═════ SOURCE
Let $X: \Omega \to \mathbb R^n$ be a random vector which admits a density $f(x | \theta_0)$ with respect to some measure $\nu$ on $\mathbb R^n$, where for $\theta \in \Theta$, $\{f(x|\theta): \theta \in \Theta\}$ is a family of densities on $\mathbb R^n$ with respect to $\nu$. Then, for any $x \in \mathbb R^n$ we define the likelihood function $L(\theta | x)$ to be $f(x | \theta)$; for clarity, for each $x$ we have $L_x : \Theta \to \mathbb R$. One can think of $x$ to be a particular potential $x_{obs}$ and $\theta_0$ to be the "true" value of $\theta$.

A couple of observations about this definition:

  1. The definition is robust enough to handle discrete, continuous, and other sorts of families of distributions for $X$.
  2. We are defining the likelihood at the level of density functions instead of at the level of probability distributions/measures. The reason for this is that densities are not unique, and it turns out that this isn't a situation where one can pass to equivalence classes of densities and still be safe: different choices of densities lead to different MLE's in the continuous case. However, in most cases there is a natural choice of family of densities that are desirable theoretically.
══════════
═════ EXTRACTED RECORDS
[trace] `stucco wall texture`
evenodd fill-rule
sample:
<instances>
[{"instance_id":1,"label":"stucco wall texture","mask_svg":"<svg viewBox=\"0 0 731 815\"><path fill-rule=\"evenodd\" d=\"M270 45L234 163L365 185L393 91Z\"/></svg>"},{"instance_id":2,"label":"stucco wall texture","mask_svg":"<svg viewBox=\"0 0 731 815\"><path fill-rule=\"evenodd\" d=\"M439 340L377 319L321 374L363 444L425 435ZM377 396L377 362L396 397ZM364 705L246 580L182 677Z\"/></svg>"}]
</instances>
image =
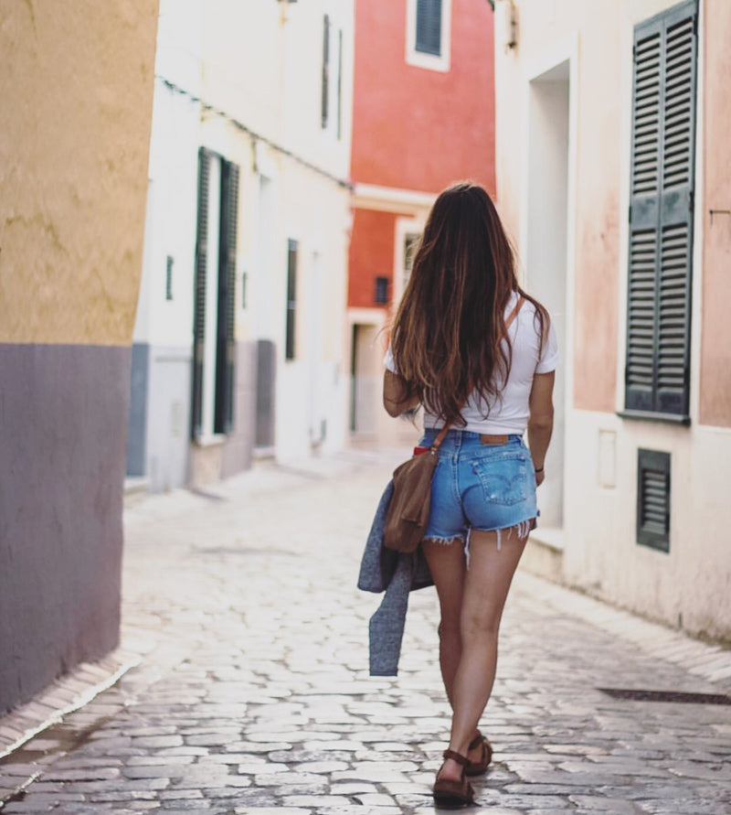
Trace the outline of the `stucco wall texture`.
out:
<instances>
[{"instance_id":1,"label":"stucco wall texture","mask_svg":"<svg viewBox=\"0 0 731 815\"><path fill-rule=\"evenodd\" d=\"M0 5L0 341L131 342L157 5Z\"/></svg>"},{"instance_id":2,"label":"stucco wall texture","mask_svg":"<svg viewBox=\"0 0 731 815\"><path fill-rule=\"evenodd\" d=\"M156 27L0 2L0 713L119 636Z\"/></svg>"},{"instance_id":3,"label":"stucco wall texture","mask_svg":"<svg viewBox=\"0 0 731 815\"><path fill-rule=\"evenodd\" d=\"M703 244L703 335L701 338L700 421L731 426L731 71L728 32L731 4L705 0L705 61L700 75L705 83L703 156L705 185ZM710 214L711 209L726 210Z\"/></svg>"},{"instance_id":4,"label":"stucco wall texture","mask_svg":"<svg viewBox=\"0 0 731 815\"><path fill-rule=\"evenodd\" d=\"M394 230L397 215L376 209L355 209L348 263L348 306L376 306L376 278L387 277L393 285ZM389 291L389 297L393 292Z\"/></svg>"}]
</instances>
══════════
# SHORT EXERCISE 1
Write out the passage of the likelihood definition text starting at "A couple of" and ending at "distributions for $X$.".
# SHORT EXERCISE 2
In the likelihood definition text, rewrite the numbered observation that begins "We are defining the likelihood at the level of density functions" more briefly, keeping its main facts.
# SHORT EXERCISE 3
Give what follows the last sentence of the text on the likelihood function's definition, continuing it from where it stops.

# TASK RESPONSE 1
A couple of observations about this definition:

  1. The definition is robust enough to handle discrete, continuous, and other sorts of families of distributions for $X$.

# TASK RESPONSE 2
The likelihood is defined through density functions, not probability distributions or measures. This matters because densities are not unique. Passing to equivalence classes of densities is not safe here, since different choices of densities lead to different MLE's in the continuous case. Still, in most cases there is a natural choice of family of densities that is theoretically desirable.

# TASK RESPONSE 3
  3. I like this definition because it incorporates the random variables we are working with into it and, by design since we have to assign them a distribution, we have also rigorously built in the notion of the "true but unknown" value of $\theta$, here denoted $\theta_0$. For me, as a student, the challenge of being rigorous about likelihood was always how to reconcile the real world concepts of a "true" $\theta$ and "observed" $x_{obs}$ with the mathematics; this was often not helped by instructors claiming that these concepts weren't formal but then turning around and using them formally when proving things! So we deal with them formally in this definition.
  4. EDIT: Of course, we are free to consider the usual random elements $L(\theta | X)$, $S(\theta | X)$ and $\mathcal I(\theta | X)$ and under this definition with no real problems with rigor as long as you are careful (or even if you aren't if that level of rigor is not important to you).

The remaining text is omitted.